Erzählen geht nicht ohne Perspektiven

Wenn etwas erzählt wird, ganz gleich ob es sich um faktuale oder fiktionale Erzählungen handelt, werden bestimmte Momente eines Geschehens ausgewählt, benannt und bewertet.

Diese Vorgänge sind also stets von einer Perspektive geleitet und perspektivieren damit prinzipiell jede erzählte Geschichte. Pointiert gesagt: "Ohne Perspektive gibt es keine Geschichte." (Schmid 2005, S.276)

Perspektive ist nach dieser erzähltheoretischen Auffassung eine Grundeigenschaft, die allem Erzählen zukommt. Perspektive wird dementsprechend "nicht auf eine schon konstituierte Geschichte angewendet (...), sondern auf das ihr zugrunde liegende Geschehen." (ebd., S.125)

Man kann diese Auffassung aus kognitionspsychologischer Sicht teilen, ohne sie zugleich zur Modellbildung für narrative Perspektiven oder Erzählperspektiven zu nutzen. Macht man sie sich allerdings dafür zu eigen, dann können sich davon ausgehend bestimmte Vorstellungen ergeben, wie sie z. B. Wolf Schmid (2005, S.125ff.) in seinem ▪ Modell der Erzählperspektive entwickelt hat.

Kein einheitlicher Begriff der Perspektive bzw. Erzählperspektive

Was unter Perspektive und Erzählperspektive zu verstehen ist, ist in der Literaturwissenschaft bzw. ihrem besonderen Zweig der »Narratologie umstrittener denn je.

Verschiedene Ansätze konkurrieren miteinander und haben inzwischen dazu geführt, dass selbst einschlägige Handbücher Schwierigkeiten haben, die theoretischen Ansätze im Vergleich miteinander so darzustellen, dass das Ganze verständlich bleibt.

Was unter dem Begriff der Erzählperspektive zu verstehen und ob er überhaupt als geeignete Kategorie angesehen wird, hängt also von der jeweiligen Erzähltheorie ab, die fast immer ihre eigene Terminologie entwickelt.

Der Begriff der ▪ Perspektive, wie er in der neueren Erzähltheorie z. B. von Gérard Genette oder ▪  Wolf Schmid verwendet wird, deckt sich jedenfalls nicht mit dem an »Franz K. Stanzels Erzählsituationen orientierten, meist mit seinem ganzen komplexen Konzept synonym verwendeten Begriff der Erzählperspektive.

Und auch Jürgen H. Petersens (1993) Verwendung des Begriffs in seiner ▪ "Kategorientafel" zur Analyse von Erzählsystemen, der auch in synonymer Weise Sichtweise genannt wird, unterscheidet sich wieder davon, indem er den Begriff, soweit er ihn überhaupt verwendet, eigentlich nur auf die ▪ Innen- und Außensicht des Erzählers bei der Darstellung von Figuren anwendet.

● ● ● ● ●

- AUFGABENSTELLUNG: Können Sie den Text über Erzählperspektiven im Anschluss an seinen letzten Satz fortsetzen?

● ● ● ● ●

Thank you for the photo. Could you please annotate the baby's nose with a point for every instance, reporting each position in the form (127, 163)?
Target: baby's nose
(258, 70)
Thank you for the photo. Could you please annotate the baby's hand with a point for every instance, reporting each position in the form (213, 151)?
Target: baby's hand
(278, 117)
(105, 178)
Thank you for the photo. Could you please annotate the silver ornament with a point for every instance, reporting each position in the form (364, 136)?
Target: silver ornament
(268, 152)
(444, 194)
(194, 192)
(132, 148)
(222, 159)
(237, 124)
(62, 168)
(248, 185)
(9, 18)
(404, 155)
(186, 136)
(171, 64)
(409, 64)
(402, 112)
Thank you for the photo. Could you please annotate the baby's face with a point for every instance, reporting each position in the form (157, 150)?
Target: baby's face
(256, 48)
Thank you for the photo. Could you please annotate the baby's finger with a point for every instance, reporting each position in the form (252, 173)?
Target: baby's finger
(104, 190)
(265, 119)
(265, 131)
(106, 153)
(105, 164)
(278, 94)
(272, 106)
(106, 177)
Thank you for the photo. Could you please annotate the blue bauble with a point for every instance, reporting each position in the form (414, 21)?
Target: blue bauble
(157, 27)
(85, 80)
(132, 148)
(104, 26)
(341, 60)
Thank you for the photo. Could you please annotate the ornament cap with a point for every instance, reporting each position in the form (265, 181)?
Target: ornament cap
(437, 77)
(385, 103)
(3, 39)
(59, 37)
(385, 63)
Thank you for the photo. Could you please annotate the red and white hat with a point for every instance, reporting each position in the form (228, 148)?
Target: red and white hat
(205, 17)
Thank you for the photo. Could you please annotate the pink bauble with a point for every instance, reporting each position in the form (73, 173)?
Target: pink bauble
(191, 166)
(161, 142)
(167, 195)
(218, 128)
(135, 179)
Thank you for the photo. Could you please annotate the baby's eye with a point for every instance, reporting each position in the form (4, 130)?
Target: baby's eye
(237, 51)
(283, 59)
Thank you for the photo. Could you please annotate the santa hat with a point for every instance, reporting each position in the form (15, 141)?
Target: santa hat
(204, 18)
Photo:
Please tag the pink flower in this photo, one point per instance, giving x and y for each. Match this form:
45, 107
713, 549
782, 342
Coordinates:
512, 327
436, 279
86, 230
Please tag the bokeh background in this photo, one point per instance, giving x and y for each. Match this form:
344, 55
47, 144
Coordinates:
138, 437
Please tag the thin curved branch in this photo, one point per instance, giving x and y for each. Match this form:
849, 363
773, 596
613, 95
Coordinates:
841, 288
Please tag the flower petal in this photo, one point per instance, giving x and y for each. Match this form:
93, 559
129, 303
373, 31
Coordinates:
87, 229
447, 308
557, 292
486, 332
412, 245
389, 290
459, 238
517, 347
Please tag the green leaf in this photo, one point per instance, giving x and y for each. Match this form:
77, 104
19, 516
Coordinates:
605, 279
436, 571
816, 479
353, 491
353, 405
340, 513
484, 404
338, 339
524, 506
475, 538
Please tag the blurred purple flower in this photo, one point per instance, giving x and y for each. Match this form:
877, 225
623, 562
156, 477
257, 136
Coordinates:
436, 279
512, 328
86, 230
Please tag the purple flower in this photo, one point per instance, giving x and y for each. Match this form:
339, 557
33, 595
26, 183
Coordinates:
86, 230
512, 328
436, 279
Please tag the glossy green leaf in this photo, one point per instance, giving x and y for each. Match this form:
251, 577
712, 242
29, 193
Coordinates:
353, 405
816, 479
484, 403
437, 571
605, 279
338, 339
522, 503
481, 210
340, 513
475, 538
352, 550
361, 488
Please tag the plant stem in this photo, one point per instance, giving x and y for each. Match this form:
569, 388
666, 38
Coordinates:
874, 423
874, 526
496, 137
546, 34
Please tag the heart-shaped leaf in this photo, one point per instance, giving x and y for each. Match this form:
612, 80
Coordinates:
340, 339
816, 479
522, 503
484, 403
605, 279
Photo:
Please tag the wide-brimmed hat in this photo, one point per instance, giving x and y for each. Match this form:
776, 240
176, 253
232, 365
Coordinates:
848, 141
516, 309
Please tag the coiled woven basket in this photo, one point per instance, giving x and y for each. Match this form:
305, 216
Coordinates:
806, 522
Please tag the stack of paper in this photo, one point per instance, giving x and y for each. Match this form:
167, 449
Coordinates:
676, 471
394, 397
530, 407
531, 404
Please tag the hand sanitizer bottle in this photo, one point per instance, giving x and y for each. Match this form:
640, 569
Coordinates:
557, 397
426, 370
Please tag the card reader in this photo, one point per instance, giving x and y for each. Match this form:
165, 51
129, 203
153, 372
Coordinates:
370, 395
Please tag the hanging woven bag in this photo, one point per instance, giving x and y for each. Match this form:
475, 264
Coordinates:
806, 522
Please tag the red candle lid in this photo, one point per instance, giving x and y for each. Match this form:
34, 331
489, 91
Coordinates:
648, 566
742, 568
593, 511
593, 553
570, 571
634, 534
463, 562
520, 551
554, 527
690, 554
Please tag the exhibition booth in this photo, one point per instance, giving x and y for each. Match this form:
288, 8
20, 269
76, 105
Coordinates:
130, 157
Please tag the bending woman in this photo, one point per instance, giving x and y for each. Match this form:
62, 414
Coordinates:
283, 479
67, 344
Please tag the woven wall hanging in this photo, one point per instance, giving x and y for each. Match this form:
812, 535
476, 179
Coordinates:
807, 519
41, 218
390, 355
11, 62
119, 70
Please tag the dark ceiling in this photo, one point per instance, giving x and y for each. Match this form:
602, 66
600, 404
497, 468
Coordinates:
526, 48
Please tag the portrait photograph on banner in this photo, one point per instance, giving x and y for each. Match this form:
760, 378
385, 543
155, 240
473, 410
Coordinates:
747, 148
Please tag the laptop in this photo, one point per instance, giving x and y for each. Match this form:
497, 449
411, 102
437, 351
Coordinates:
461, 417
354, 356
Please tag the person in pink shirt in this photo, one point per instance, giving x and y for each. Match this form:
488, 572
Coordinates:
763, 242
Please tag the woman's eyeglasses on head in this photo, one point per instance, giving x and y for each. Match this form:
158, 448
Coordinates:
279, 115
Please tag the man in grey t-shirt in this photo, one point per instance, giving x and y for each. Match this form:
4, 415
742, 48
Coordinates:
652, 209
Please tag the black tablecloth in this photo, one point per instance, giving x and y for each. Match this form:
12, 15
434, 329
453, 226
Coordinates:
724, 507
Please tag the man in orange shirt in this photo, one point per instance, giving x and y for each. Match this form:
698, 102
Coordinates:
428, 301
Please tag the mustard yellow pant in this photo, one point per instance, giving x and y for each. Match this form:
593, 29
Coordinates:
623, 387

● ● ● ● ●

- ANTWORT ZUR ÜBUNG:
Diese verschiedenen Ansätze im Einzelnen hier aufzuarbeiten sprengt den Rahmen und macht auch für den Literaturunterricht an der Schule keinen Sinn. Wir beschränken uns daher darauf, Grundzüge der verschiedenen Ansätze darzustellen.

Erzählperspektive und Perspektive

Wenn im schulischen Literaturunterricht von Perspektiven beim Erzählen oder Erzählperspektiven die Rede ist, dann spielen indessen Konzepte der neueren Erzähltheorie häufig keine oder nur eine geringe Rolle.

Mag dies zum Teil "auch auf Unkenntnis und Unverständnis" (ISB , Bd.2, 2010, S.385) im Hinblick auf die neuere Erzähltheorie  beruhen, so geht der Ansatz der rein strukturalistisch orientierten Erzähltextanalyse eben auch an den inhaltlichen Fragen und Interessen von Jugendlichen im Umgang mit Literatur vorbei.

Trotz des Anspruchs, eine exakte Begrifflichkeit auch in der Schule zu verwenden, artet die Übernahme der Begrifflichkeit der neueren Erzähltheorie leicht zu einer Begriffshuberei aus, die dem "Bedürfnis Jugendlicher, sich mit Problemen, Fragestellungen, literarischen Gestalten auseinanderzusetzen, sich zu orientieren" (ebd., S.384) in einer nicht wünschenswerten Weise entgegenwirkt.

Werden erzählende Texte zum Gegenstand schulischen Lernens, dann steht die Erzähltextanalyse in der Regel im Dienst der meist werk- bzw. textimmanent angelegten Interpretation. Und dafür hat sich, das müssen selbst seine Kritiker immer wieder einräumen, »Franz K. Stanzel (geb. 1924) Konzept der ▪ Erzählsituationen "als Hilfsmittel der Textanalyse bewährt und zählt im deutschsprachigen Raum zum literaturwissenschaftlichen Grundwissen." (Vogt 2011, S.36, vgl. auch: Vogt 2014, S.10f.)

Für die Schule gilt Stanzels "Baukasten mit Anleitungen" (Zink 2010, S.184) jedenfalls noch immer als eine sinnvolle "Interpretationshilfe" (Stanzel 1964/1979, S,10), ganz so wie er selbst offenbar seine missverständlich "Theorie des Erzählens" (1989) genannte Typologie verstanden hat (ebd.).

So bleibt, bei aller Kritik und aller durchaus berechtigten Unkenrufe zum Trotz, die heuristische Brauchbarkeit der Stanzelschen "typischen Erzählsituationen" zumindest für bestimmte historische Formen der Erzählliteratur weiterhin unbestritten (vgl. Wolf 2013, S.186),  selbst wenn der Begriff der Begriff der Erzählperspektive bei Stanzel "nur vage gefasst" (Lahn/Meister 2013, S.104) ist.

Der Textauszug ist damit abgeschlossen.